───── Given passage
The present data show a stable long-term reduction in tinnitus-related distress, indicating sustained positive treatment outcomes at the 5-year follow-up This program can facilitate long-lasting transformations, regardless of the initial severity of tinnitus-related distress and despite its short duration.

These findings support the use of interdisciplinary, multimodal interventions that target tinnitus distress alongside psychological and somatic symptoms, as this approach may produce synergistic improvements across tinnitus-related and comorbid symptoms. A previous analysis of two large datasets from two different tinnitus-specific treatment centers revealed a bidirectional relationship between tinnitus-related distress and depression while also highlighting the relevance of somatization and stress-related symptoms (Lukas et al., 2024). This suggests that tinnitus-related and psychological distress are reciprocally interconnected, with changes in one condition influencing the other over the course of treatment. In light of these findings, JITT exemplifies an approach that integrates tinnitus-specific, psychological, and somatic components, thereby fostering improvements across interconnected symptoms.
──────────
───── Extracted entries
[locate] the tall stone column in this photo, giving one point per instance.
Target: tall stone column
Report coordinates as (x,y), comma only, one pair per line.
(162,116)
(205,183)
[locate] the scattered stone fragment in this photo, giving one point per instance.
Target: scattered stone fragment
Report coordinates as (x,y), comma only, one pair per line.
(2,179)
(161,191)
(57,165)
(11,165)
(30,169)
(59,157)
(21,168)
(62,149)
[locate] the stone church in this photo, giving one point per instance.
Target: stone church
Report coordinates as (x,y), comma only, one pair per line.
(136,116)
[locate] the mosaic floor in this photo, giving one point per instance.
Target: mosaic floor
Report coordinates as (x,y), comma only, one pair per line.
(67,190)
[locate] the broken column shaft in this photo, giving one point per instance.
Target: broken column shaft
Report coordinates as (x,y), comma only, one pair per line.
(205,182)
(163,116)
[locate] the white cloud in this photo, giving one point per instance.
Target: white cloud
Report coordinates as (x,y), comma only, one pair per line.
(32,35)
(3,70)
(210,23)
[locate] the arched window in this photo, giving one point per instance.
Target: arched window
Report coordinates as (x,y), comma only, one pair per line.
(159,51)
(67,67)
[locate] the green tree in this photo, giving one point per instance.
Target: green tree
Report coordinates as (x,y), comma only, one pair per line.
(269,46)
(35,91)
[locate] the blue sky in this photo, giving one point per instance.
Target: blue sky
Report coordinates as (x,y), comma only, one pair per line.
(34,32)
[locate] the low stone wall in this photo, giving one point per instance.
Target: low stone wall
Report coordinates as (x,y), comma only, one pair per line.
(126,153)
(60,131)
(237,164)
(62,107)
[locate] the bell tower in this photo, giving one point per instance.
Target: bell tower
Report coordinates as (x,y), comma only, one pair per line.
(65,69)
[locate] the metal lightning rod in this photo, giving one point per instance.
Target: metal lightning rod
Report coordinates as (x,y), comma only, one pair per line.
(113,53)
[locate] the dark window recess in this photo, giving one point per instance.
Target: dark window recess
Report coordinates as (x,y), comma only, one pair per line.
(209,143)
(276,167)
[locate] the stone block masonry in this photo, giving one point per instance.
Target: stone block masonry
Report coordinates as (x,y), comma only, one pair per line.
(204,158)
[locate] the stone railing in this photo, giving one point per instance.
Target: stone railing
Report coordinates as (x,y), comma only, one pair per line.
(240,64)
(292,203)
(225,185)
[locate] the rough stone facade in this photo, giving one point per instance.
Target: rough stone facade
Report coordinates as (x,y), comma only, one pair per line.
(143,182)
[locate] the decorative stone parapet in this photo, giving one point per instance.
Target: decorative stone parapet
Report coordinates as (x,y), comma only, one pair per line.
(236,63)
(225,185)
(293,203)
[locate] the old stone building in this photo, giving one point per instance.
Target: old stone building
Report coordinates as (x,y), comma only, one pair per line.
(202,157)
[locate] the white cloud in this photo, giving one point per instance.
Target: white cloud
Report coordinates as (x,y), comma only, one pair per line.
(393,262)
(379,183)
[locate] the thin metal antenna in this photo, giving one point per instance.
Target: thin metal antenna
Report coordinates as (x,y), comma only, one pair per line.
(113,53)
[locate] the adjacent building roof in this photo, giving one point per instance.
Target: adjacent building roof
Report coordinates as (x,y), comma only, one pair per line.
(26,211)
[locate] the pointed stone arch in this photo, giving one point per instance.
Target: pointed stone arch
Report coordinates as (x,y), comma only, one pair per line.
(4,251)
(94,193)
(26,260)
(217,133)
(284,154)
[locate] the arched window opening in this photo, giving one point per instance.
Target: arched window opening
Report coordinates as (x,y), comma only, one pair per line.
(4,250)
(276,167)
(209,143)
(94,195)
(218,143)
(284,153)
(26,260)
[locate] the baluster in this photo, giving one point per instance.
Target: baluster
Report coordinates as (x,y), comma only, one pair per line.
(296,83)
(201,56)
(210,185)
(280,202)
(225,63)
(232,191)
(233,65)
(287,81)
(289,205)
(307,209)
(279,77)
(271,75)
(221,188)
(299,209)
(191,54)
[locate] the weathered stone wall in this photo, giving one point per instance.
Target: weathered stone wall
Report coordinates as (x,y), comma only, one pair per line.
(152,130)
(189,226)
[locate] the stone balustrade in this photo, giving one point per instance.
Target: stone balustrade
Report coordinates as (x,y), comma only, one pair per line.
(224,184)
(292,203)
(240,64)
──────────
**Tasks:**
1. From the passage on tinnitus treatment, list the kinds of components that JITT is said to integrate.
2. Echo the passage on tinnitus treatment word for word, everything from "The present data" down to "its short duration.".
The records bear no relation to the passage on tinnitus treatment.

**Answers given:**
1. tinnitus-specific, psychological, somatic

2.
The present data show a stable long-term reduction in tinnitus-related distress, indicating sustained positive treatment outcomes at the 5-year follow-up This program can facilitate long-lasting transformations, regardless of the initial severity of tinnitus-related distress and despite its short duration.